- [BRIEF]
Transcribe the tail of the listing: start at the line containing "I would appreciate it if you could identify the red canopy" and stop after the last line, keeping every character as is and adding nothing.

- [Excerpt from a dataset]
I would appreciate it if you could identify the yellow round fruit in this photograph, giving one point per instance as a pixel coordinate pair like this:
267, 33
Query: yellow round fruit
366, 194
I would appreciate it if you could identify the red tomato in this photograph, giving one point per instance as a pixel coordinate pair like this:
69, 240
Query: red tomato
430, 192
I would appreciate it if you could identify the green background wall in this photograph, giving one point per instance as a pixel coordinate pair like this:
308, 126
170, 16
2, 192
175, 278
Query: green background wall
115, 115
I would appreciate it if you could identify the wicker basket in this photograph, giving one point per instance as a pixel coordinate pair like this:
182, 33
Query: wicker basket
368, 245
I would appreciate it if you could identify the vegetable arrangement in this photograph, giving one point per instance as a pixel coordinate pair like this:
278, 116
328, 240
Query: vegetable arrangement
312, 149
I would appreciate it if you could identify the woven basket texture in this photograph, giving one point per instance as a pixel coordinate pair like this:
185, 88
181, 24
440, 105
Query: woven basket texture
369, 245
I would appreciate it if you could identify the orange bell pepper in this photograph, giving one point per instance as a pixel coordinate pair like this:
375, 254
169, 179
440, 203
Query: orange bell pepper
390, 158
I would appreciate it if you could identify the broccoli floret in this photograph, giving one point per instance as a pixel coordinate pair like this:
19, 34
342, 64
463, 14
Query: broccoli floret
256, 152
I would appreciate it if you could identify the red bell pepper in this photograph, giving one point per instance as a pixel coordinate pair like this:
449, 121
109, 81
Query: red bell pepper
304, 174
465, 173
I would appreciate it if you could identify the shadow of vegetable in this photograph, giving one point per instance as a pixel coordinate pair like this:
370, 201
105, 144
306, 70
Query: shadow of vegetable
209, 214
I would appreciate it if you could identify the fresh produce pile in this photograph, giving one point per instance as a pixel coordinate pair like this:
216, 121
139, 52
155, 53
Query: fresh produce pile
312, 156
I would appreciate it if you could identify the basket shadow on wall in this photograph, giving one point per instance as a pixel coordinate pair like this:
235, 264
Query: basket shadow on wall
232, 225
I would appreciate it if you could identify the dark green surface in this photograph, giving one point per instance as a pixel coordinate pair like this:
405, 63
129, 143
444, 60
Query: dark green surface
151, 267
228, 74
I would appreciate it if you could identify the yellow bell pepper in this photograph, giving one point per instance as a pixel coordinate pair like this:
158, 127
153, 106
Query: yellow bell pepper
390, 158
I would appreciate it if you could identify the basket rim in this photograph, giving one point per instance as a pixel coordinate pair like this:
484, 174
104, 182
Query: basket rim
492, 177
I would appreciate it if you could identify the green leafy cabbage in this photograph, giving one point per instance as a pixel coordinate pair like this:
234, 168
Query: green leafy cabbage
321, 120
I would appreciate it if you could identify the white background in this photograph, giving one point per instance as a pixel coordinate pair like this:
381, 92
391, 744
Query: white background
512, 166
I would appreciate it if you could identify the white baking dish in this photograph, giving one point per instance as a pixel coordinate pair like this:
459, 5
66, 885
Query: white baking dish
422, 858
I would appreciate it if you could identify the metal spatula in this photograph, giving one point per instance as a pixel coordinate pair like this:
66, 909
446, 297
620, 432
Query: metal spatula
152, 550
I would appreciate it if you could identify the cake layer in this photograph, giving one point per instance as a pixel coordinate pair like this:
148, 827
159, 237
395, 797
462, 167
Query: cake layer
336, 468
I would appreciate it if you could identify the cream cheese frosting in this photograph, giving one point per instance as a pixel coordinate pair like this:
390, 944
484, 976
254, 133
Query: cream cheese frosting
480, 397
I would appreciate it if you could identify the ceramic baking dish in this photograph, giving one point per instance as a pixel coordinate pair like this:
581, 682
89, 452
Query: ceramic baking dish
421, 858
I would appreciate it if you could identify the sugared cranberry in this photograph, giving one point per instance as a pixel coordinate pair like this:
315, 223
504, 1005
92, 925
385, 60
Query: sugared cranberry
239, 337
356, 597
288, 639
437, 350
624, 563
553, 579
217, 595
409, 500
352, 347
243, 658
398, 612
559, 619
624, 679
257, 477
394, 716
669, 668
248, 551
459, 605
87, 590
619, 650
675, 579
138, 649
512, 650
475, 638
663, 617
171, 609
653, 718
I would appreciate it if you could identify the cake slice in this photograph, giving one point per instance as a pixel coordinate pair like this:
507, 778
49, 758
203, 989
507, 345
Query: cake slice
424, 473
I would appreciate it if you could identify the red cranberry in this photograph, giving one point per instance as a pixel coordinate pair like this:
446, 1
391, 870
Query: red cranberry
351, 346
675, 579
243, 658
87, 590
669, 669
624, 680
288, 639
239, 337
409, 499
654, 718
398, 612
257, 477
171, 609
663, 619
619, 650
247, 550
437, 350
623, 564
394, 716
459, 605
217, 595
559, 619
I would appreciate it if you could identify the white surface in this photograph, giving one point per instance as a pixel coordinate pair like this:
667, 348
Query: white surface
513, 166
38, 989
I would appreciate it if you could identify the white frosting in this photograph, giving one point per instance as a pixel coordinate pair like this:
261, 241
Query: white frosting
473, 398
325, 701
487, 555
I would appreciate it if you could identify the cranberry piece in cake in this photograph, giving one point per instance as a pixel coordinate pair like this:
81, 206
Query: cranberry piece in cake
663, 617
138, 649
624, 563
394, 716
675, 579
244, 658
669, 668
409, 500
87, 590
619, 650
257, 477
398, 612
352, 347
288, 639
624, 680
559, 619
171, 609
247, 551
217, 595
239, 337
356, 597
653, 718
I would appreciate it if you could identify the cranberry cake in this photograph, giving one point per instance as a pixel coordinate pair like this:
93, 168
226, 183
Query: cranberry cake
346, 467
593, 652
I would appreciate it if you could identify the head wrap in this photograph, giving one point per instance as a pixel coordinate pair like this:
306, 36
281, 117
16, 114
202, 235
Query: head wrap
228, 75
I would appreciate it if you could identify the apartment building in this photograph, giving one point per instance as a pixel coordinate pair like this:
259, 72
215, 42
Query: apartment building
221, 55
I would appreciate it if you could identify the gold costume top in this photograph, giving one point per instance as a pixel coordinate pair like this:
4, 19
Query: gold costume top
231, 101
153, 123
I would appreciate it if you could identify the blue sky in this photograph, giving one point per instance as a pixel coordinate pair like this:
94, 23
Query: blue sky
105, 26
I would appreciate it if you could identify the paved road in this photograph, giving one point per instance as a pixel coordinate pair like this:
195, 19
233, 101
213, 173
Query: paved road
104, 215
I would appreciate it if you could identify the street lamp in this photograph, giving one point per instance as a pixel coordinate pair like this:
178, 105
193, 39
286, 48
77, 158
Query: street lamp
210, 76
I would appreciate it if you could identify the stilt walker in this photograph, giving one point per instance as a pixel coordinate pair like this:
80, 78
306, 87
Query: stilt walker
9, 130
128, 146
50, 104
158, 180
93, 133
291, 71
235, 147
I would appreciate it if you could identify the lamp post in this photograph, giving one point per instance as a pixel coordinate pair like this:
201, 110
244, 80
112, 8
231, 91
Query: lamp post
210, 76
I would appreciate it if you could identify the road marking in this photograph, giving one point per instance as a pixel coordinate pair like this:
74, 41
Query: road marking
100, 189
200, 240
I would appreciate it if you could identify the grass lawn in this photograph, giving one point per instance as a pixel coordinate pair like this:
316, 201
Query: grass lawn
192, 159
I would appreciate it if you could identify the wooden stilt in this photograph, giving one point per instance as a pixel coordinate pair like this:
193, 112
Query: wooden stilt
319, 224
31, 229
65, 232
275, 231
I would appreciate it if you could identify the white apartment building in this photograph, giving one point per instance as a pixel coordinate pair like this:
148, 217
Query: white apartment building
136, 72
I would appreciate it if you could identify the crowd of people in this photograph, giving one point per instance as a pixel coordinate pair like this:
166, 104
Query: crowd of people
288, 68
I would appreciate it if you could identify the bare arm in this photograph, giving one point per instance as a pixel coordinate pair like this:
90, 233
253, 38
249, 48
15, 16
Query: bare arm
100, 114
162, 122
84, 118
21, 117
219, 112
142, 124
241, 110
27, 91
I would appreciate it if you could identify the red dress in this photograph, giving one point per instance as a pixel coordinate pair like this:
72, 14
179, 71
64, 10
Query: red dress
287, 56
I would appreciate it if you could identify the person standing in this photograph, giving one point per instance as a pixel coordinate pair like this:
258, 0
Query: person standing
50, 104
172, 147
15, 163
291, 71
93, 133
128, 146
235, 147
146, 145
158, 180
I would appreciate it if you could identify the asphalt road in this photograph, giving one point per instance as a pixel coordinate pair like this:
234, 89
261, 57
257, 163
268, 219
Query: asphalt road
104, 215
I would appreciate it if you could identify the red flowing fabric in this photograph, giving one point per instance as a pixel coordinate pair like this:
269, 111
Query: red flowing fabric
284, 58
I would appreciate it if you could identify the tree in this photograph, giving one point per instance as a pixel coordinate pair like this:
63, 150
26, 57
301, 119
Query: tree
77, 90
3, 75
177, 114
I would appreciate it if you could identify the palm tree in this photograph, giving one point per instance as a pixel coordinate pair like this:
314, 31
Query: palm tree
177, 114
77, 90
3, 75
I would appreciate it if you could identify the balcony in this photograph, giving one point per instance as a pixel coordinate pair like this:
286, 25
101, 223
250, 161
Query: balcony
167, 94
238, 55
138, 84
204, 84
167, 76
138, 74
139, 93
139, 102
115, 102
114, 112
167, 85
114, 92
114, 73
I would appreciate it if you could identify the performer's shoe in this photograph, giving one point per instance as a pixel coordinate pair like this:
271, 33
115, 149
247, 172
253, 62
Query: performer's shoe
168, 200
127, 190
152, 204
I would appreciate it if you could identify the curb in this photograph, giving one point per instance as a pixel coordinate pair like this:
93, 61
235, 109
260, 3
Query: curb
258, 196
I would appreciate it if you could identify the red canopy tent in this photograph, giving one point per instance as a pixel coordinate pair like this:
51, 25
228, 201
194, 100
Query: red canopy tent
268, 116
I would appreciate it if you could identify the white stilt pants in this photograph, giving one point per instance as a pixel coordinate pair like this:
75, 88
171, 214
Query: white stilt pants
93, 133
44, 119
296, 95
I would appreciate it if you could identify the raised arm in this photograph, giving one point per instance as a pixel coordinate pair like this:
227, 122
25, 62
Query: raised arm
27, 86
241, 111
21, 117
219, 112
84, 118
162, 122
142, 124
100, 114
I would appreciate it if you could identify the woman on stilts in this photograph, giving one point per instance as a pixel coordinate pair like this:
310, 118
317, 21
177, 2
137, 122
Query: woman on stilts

- [EXERCISE RESPONSE]
I would appreciate it if you could identify the red canopy tent in this photograph, giving one point per instance as a pixel coordinate pair like this:
51, 25
228, 201
194, 100
Query: red canopy tent
268, 116
I would appreciate it if you could identify the white stilt pants in this photograph, giving one point per instance as a pixel coordinate pair like this:
75, 88
171, 214
Query: white stilt pants
93, 133
44, 119
296, 95
I would appreciate it if you could identify the raised arm in this photograph, giving one point per instance as a pixel coordinate pair like this:
227, 122
25, 62
Query: raised arm
27, 86
241, 111
21, 117
219, 112
84, 118
162, 122
142, 124
100, 114
I would appreciate it if you could identify the woman on stilts in this photograph, giving one point per instance as a pixel coordinate pair like this:
310, 118
317, 21
177, 2
137, 122
Query: woman on stilts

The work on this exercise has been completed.